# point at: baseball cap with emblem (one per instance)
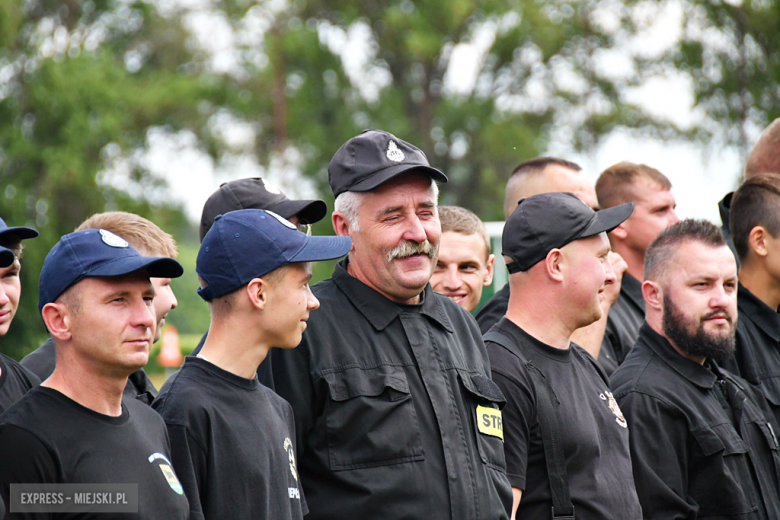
(258, 193)
(247, 244)
(95, 253)
(549, 221)
(373, 158)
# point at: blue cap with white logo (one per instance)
(248, 243)
(7, 257)
(95, 253)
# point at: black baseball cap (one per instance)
(373, 158)
(549, 221)
(257, 193)
(19, 232)
(246, 244)
(7, 257)
(95, 253)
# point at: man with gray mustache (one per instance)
(395, 412)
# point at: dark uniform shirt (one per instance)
(385, 398)
(15, 381)
(594, 436)
(495, 308)
(701, 439)
(757, 358)
(47, 437)
(232, 444)
(626, 317)
(42, 361)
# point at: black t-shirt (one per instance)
(42, 361)
(15, 381)
(47, 437)
(594, 432)
(233, 444)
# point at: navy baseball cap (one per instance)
(95, 253)
(19, 232)
(7, 257)
(373, 158)
(248, 243)
(549, 221)
(258, 193)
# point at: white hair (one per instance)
(348, 204)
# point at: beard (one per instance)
(677, 327)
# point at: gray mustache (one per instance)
(410, 248)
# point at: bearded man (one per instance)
(703, 441)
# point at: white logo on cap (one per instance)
(270, 188)
(281, 219)
(393, 153)
(112, 240)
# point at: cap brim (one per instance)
(608, 219)
(307, 211)
(21, 232)
(7, 257)
(318, 248)
(156, 267)
(382, 176)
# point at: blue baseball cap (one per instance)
(248, 243)
(7, 257)
(19, 232)
(95, 253)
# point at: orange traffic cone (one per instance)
(170, 352)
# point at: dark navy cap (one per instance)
(248, 243)
(258, 193)
(549, 221)
(7, 257)
(95, 253)
(19, 232)
(373, 158)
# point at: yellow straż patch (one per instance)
(489, 422)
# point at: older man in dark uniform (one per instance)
(390, 377)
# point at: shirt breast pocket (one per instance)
(485, 400)
(370, 419)
(726, 463)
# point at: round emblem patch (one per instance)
(112, 240)
(270, 188)
(281, 219)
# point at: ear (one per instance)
(653, 294)
(620, 232)
(340, 224)
(57, 318)
(757, 241)
(257, 292)
(490, 265)
(554, 265)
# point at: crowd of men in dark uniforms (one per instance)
(609, 379)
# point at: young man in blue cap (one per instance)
(233, 438)
(566, 442)
(15, 380)
(96, 299)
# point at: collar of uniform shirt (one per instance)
(379, 310)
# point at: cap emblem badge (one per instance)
(270, 188)
(112, 240)
(393, 153)
(281, 219)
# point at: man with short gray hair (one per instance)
(390, 385)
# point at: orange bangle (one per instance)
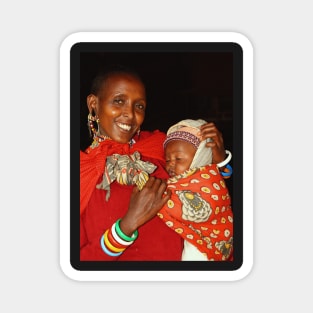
(113, 241)
(109, 245)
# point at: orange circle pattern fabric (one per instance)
(200, 211)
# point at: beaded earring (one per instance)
(93, 131)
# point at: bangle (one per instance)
(122, 235)
(227, 171)
(118, 239)
(109, 244)
(114, 242)
(105, 249)
(223, 163)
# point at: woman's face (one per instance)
(120, 107)
(178, 156)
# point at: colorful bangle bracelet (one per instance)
(122, 235)
(221, 164)
(114, 242)
(109, 244)
(105, 249)
(118, 239)
(228, 173)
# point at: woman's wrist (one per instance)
(126, 228)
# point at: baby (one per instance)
(200, 206)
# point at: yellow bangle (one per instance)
(109, 245)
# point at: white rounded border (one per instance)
(65, 48)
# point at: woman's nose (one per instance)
(128, 111)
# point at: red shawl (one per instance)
(92, 161)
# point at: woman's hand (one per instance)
(209, 130)
(144, 204)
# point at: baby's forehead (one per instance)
(179, 145)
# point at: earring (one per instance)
(92, 118)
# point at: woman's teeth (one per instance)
(124, 126)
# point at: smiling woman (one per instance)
(123, 177)
(118, 100)
(119, 192)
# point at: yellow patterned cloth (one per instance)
(200, 211)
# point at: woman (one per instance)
(118, 220)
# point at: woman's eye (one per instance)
(118, 101)
(140, 106)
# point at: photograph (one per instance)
(156, 156)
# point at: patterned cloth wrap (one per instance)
(200, 211)
(126, 170)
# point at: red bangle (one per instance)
(113, 241)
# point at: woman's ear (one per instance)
(92, 102)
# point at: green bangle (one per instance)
(122, 235)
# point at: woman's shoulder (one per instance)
(147, 134)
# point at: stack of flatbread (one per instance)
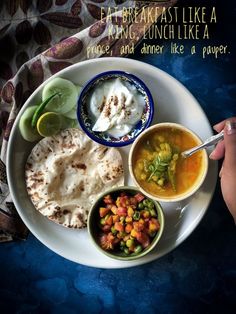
(66, 173)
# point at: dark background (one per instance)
(197, 277)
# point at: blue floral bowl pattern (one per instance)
(103, 138)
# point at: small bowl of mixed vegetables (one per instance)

---

▶ What needs to be done: Render every line of the entries above as a numbered list, skipping blank lines and leaving out the pictures.

▶ Task result:
1. # point at: baseball cap with emblem (one per instance)
2. (258, 193)
3. (247, 244)
4. (95, 253)
5. (549, 221)
6. (373, 158)
7. # point at: blue cap with white logo (one per instance)
8. (248, 243)
9. (7, 257)
10. (95, 253)
11. # point at: black baseball cap (one per instance)
12. (373, 158)
13. (549, 221)
14. (257, 193)
15. (19, 232)
16. (246, 244)
17. (7, 257)
18. (95, 253)
19. # point at: man with gray mustache (one per instance)
20. (395, 412)
21. # point at: dark uniform shirt (one per instance)
22. (385, 398)
23. (15, 381)
24. (594, 436)
25. (495, 308)
26. (701, 439)
27. (757, 358)
28. (47, 437)
29. (232, 444)
30. (626, 317)
31. (42, 361)
32. # point at: black t-shirt (one per instance)
33. (42, 361)
34. (15, 381)
35. (47, 437)
36. (594, 432)
37. (233, 444)
38. # point at: navy baseball cap (one per instance)
39. (95, 253)
40. (19, 232)
41. (7, 257)
42. (373, 158)
43. (248, 243)
44. (549, 221)
45. (258, 193)
46. # point at: white hair (one per instance)
47. (348, 204)
48. # point at: beard (one per instance)
49. (677, 327)
50. # point at: gray mustache (one per instance)
51. (410, 248)
52. # point at: bearded man (one per instance)
53. (703, 441)
54. # point at: white logo on cap (one per instance)
55. (270, 188)
56. (281, 219)
57. (393, 153)
58. (112, 240)
59. # point at: cap brim (one per instance)
60. (608, 219)
61. (307, 211)
62. (21, 232)
63. (7, 257)
64. (318, 248)
65. (156, 267)
66. (382, 176)
67. # point at: blue baseball cap (one per instance)
68. (248, 243)
69. (7, 257)
70. (19, 232)
71. (95, 253)
72. # point at: orange traffic cone (one per instance)
73. (170, 352)
74. # point at: dark navy cap (one per instance)
75. (248, 243)
76. (258, 193)
77. (549, 221)
78. (7, 257)
79. (95, 253)
80. (19, 232)
81. (373, 158)
82. # point at: yellow straż patch (one per instance)
83. (489, 422)
84. # point at: older man in dark uniform (one per instance)
85. (390, 377)
86. # point at: shirt breast pocket (one per instance)
87. (485, 400)
88. (370, 419)
89. (726, 463)
90. # point at: round emblem patch (one per instance)
91. (112, 240)
92. (270, 188)
93. (281, 219)
94. # point at: ear (one per instance)
95. (653, 294)
96. (620, 232)
97. (340, 224)
98. (57, 318)
99. (757, 241)
100. (257, 292)
101. (490, 265)
102. (554, 265)
103. # point at: crowd of men in dark uniforms (one per instance)
104. (609, 379)
105. # point at: young man in blue cap (one per instance)
106. (233, 438)
107. (566, 442)
108. (15, 380)
109. (96, 299)
110. # point at: collar of uniform shirt (one per instance)
111. (379, 310)
112. # point at: cap emblem badge (one per instance)
113. (270, 188)
114. (112, 240)
115. (393, 153)
116. (281, 219)
117. # point at: man with short gray hair (one per instance)
118. (390, 385)
119. # point at: orange bangle (one per instance)
120. (113, 241)
121. (109, 245)
122. # point at: orange circle pattern fabric (one per instance)
123. (200, 211)
124. # point at: beaded earring (one per instance)
125. (93, 131)
126. # point at: bangle (one per instance)
127. (122, 235)
128. (227, 171)
129. (118, 239)
130. (109, 244)
131. (114, 242)
132. (105, 249)
133. (223, 163)
134. # point at: woman's face (one per instance)
135. (120, 107)
136. (178, 156)
137. # point at: colorful bangle bracelet (one per instance)
138. (122, 235)
139. (221, 164)
140. (114, 242)
141. (109, 244)
142. (105, 249)
143. (118, 239)
144. (228, 173)
145. # point at: woman's wrist (one per instance)
146. (126, 228)
147. # point at: baby (one per instance)
148. (200, 206)
149. # point at: yellow bangle (one per instance)
150. (109, 245)
151. # point at: white rounded border (one per instance)
152. (65, 48)
153. # point at: woman's nose (one per instance)
154. (128, 111)
155. # point at: red shawl (one per instance)
156. (92, 161)
157. # point at: woman's hand (one per instance)
158. (209, 130)
159. (144, 204)
160. # point at: baby's forehead (one per instance)
161. (179, 145)
162. # point at: earring (one per instance)
163. (92, 118)
164. # point at: woman's teeth (one per instance)
165. (124, 126)
166. # point at: smiling woman (one per instance)
167. (123, 177)
168. (118, 100)
169. (119, 192)
170. # point at: yellow patterned cloth (one per instance)
171. (200, 211)
172. # point at: woman (one per instance)
173. (118, 220)
174. # point at: woman's eye (one per instance)
175. (118, 101)
176. (140, 106)
177. # point at: photograph (one per instance)
178. (156, 156)
179. # point at: patterned cloth wrap (one per instance)
180. (200, 211)
181. (126, 170)
182. # point at: red bangle (one per instance)
183. (113, 241)
184. # point at: woman's ear (one per instance)
185. (92, 102)
186. # point at: green bangle (one per instance)
187. (122, 235)
188. # point at: woman's shoulder (one per instance)
189. (147, 134)
190. # point at: stack of flatbread (one per instance)
191. (66, 173)
192. # point at: dark background (one per instance)
193. (197, 277)
194. # point at: blue floral bowl pattern (one per instance)
195. (103, 138)
196. # point at: small bowl of mixed vegetables (one per instance)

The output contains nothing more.